● Entries provided:
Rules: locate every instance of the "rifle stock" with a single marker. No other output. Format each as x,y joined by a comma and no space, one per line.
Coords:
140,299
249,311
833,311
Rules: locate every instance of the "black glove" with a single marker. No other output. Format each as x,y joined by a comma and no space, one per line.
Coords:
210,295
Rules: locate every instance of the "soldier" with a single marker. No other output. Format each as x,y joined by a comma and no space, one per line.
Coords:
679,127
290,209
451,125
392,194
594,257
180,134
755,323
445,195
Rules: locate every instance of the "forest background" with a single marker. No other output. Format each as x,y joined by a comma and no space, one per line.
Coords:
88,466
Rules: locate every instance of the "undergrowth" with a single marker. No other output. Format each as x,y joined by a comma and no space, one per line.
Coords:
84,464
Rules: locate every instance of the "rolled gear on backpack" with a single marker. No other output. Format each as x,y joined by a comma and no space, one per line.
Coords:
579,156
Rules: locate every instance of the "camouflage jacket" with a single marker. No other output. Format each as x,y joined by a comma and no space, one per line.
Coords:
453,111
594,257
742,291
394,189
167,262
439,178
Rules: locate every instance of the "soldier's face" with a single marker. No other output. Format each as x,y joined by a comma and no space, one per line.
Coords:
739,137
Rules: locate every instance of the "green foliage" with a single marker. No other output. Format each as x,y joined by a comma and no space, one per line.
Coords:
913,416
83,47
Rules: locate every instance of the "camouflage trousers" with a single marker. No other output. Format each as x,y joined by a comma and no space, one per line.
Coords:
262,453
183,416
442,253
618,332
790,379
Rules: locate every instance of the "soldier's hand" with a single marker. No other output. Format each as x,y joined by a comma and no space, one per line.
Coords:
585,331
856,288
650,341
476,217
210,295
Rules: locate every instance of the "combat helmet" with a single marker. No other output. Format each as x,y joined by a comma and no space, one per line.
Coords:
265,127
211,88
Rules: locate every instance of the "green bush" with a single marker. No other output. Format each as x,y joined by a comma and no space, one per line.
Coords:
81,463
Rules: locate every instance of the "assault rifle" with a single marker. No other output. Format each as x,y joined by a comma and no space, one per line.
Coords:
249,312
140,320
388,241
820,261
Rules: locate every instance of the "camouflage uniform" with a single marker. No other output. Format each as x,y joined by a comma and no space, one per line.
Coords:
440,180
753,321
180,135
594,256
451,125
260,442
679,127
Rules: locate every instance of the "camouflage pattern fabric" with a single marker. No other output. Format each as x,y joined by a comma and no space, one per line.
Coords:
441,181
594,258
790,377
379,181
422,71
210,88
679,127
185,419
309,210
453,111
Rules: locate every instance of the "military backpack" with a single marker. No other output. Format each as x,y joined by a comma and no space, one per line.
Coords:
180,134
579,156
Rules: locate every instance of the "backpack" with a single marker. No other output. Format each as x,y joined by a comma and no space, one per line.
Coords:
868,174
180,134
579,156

● Problem requirements:
Retype the material in full, character for character.

● Answer below:
Rules: locate every instance of the "rifle stock" with a single marker. No other output. Format each as x,y joined by a comma and no space, one per line.
Coords:
140,299
249,311
833,311
Rules: locate every instance of the "black glove" with a single marker. No other output. Format each as x,y joined by a comma and no space, one per line.
Coords:
210,295
Rules: locate every instance of the "soldier" with a single marker. No other output. Format each as x,y joined by a comma and no space, one per line.
Coords:
679,127
290,209
451,125
392,194
594,257
180,134
755,323
445,195
Rules: locate every instance of the "forest background" with a single marker. No other output. Format each as x,y joined by a comma and no space, one per line.
Coords:
88,466
Rules: locate every instance of the "undergrowth" with a single marker. No other output. Format each as x,y joined by a comma and no space, one per line.
Coords:
84,464
Rules: locate every instance of the "rolled gear on backpack" with a single marker. No other output. Format each as x,y joined by a comma and no space, one per line.
Coords:
579,156
Rules: locate every instance of the "camouflage jacket" with a single marker. No other output. Format each as x,y joined by a comma and no space, one per line.
Coords:
453,111
594,257
742,291
394,189
167,262
439,178
Rules: locate every instance of the "soldier's face" with a single marker. No other output. Format each as x,y joined by a comma and no space, one per line.
Coords:
739,137
Rules: locate every instance of the "green foliage" with a single marker. No other output. Format each as x,y joined by a comma and no space, one per line.
Coords:
913,416
83,47
Rules: locate every instance of the "camouflage trousers" with a single marker. No other output. Format each as x,y joined by a comma and no space, one per line.
Coords:
262,453
183,416
442,253
618,332
790,379
Rules: locate every instance of the "soldier's hand" with a single marker. No other output. Format each as x,y joined by a comma and no space, one per line.
Coords:
585,331
856,288
650,341
476,217
210,295
Rules: locate every instance of the "combat helmet" with a single marker. No other output. Format each as x,y joined by a comma and no space, one per line.
Coords:
265,127
211,88
Rules: locate every instance of the "green bush" with a single marker. No other output. Format each as x,y joined by a comma and no space, one per line.
Coords:
81,463
Rules: locate every instance of the "assault rifle" with a single marker. No other output. Format each as x,y joined by a comma and no space, one per line.
Coords:
249,312
140,320
388,241
820,261
Rules: locate every instance of the "camouflage uniform" with a single marker. No other output. Format each as x,y joined by a comma and no space, one per line.
Coords:
440,180
753,321
180,135
594,256
451,125
260,442
679,127
Rules: locate every instance of the "camouflage pattern fabric" with a single marker. No other output. Format each as x,y joined by a comma and no space, one per line.
Coords:
441,181
594,258
790,377
379,181
422,71
210,88
679,127
185,419
309,210
453,111
Rules: locate every instance of the "military backpack" with a single marker. No other output. Format each as x,y joined by a comma and no space, one per line.
Coords:
180,134
579,156
Rules: locate every instance of the "backpack" with a single marker. No other output. Format each as x,y joined by a comma and no space, one per line.
Coords:
868,174
180,134
579,156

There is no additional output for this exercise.